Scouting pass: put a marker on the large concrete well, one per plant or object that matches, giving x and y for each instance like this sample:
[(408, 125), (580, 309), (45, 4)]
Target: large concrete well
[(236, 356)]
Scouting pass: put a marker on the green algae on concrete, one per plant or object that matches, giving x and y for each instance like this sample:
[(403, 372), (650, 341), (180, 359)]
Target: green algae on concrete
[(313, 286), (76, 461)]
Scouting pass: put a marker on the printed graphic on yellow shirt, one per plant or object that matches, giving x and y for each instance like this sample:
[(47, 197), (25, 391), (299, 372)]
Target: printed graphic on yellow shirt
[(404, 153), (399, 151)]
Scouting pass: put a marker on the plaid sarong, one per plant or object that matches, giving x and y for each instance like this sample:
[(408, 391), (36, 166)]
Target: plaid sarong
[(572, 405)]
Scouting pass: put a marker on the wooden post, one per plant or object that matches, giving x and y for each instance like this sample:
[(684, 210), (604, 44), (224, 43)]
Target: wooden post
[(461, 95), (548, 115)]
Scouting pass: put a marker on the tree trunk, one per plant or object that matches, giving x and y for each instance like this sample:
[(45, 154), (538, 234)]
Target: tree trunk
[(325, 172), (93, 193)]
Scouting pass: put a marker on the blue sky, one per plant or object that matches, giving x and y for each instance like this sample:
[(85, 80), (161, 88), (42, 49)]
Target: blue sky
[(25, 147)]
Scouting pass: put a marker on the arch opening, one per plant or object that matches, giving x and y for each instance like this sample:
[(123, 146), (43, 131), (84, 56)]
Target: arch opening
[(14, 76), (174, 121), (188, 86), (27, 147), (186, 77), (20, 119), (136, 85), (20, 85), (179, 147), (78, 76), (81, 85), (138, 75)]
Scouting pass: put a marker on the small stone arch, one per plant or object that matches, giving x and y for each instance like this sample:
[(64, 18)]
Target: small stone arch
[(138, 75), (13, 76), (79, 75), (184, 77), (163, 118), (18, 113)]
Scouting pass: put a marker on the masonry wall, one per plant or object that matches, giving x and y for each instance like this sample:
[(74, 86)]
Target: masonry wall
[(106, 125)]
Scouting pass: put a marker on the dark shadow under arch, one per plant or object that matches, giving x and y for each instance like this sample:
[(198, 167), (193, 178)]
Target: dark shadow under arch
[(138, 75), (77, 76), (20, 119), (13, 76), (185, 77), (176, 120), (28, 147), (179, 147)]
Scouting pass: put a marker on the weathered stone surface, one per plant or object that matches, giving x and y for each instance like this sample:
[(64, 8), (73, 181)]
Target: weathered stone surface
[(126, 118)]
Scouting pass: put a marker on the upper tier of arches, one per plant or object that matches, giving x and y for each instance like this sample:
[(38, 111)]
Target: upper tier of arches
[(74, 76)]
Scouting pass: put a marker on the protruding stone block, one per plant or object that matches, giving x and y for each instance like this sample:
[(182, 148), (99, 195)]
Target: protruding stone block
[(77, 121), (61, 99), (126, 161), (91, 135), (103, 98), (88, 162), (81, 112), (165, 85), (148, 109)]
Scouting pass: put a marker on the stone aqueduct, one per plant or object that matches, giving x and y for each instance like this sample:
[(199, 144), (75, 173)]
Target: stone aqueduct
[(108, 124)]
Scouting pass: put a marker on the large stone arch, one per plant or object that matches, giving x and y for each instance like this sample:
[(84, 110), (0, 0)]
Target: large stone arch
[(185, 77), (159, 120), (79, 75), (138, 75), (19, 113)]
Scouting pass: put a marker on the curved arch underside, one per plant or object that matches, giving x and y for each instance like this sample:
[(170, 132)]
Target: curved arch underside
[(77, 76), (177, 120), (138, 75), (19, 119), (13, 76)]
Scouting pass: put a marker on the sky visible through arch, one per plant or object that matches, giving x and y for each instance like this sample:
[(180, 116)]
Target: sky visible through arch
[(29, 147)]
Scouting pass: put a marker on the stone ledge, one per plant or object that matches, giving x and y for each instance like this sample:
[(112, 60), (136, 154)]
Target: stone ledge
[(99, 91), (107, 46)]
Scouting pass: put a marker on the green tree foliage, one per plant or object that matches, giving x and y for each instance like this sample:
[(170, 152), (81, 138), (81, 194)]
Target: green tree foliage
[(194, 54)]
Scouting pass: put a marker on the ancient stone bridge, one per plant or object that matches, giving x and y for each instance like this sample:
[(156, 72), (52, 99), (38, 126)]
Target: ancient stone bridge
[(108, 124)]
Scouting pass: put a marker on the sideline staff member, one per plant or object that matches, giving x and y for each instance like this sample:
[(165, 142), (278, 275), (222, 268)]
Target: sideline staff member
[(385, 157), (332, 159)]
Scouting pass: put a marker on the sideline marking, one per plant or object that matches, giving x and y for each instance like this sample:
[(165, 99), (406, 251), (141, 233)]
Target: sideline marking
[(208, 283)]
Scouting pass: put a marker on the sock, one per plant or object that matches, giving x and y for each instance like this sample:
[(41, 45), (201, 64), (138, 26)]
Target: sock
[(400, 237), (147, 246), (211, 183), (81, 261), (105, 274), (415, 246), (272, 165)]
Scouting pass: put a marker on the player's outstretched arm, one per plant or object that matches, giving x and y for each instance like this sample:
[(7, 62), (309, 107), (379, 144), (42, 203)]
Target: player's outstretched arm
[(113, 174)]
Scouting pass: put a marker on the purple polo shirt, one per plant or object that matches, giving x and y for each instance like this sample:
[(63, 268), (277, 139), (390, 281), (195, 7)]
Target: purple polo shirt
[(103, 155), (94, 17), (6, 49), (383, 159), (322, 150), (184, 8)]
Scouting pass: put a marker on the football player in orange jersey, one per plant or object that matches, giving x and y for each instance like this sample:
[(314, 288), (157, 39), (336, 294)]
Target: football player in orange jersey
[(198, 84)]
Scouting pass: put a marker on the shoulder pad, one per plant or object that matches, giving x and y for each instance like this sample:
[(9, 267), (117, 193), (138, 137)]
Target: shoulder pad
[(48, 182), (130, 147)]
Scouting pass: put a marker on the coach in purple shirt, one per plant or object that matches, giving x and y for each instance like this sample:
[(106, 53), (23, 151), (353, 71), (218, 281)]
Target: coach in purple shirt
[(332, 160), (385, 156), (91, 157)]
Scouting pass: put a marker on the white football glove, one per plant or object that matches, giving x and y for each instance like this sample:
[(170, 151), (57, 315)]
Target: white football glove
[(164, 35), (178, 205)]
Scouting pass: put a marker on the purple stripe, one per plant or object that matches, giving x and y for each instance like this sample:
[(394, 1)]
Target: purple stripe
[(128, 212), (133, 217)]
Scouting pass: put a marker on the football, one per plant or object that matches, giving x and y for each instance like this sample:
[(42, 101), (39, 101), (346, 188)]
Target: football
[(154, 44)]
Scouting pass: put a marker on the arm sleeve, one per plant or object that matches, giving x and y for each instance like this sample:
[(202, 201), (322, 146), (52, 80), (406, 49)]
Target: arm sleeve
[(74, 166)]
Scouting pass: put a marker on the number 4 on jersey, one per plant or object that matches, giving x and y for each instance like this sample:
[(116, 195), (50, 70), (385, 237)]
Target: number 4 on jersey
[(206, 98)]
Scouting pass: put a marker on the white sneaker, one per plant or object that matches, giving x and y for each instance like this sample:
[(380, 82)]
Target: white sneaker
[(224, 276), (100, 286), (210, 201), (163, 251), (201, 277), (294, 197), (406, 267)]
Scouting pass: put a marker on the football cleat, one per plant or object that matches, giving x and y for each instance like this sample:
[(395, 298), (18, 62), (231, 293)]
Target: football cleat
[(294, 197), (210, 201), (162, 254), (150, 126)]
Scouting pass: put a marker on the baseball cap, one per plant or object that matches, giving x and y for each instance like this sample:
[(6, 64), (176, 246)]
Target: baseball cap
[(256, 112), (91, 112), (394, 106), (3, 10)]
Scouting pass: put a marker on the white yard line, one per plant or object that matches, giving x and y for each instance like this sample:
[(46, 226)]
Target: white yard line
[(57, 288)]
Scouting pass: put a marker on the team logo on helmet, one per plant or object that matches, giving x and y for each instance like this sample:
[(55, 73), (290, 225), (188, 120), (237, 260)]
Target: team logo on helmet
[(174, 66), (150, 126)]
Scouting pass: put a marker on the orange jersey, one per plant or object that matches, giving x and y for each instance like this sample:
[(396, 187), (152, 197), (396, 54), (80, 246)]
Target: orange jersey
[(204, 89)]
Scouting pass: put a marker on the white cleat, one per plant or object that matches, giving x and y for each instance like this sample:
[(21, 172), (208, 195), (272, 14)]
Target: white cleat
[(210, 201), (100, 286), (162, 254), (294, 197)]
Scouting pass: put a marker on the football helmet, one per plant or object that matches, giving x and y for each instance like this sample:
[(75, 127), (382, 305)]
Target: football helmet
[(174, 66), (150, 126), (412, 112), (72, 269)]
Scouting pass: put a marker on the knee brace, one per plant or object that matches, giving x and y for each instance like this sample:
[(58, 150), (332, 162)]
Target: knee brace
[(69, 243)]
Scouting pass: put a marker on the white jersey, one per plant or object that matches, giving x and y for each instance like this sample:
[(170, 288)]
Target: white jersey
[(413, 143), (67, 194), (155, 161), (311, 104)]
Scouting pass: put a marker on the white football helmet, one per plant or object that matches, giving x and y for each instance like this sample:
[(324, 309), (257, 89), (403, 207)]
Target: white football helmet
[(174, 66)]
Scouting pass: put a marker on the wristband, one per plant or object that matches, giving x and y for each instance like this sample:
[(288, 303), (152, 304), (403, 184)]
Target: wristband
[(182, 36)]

**********

* TASK GOAL:
Please reproduce, word for word, the stretch of lines above from the one containing "Scouting pass: put a marker on the white football helmet, one" through the final line.

* EXERCISE OUTPUT:
Scouting pass: put a marker on the white football helmet, one per plant or object that matches, giving x and y for each instance like this sample:
[(324, 309), (257, 89), (403, 207)]
Target: white football helmet
[(174, 66)]
Scouting pass: put a marker on the wristband, one per plant or object that matches, giving x and y for each instance like this sample:
[(288, 303), (152, 304), (403, 184)]
Target: wristband
[(182, 36)]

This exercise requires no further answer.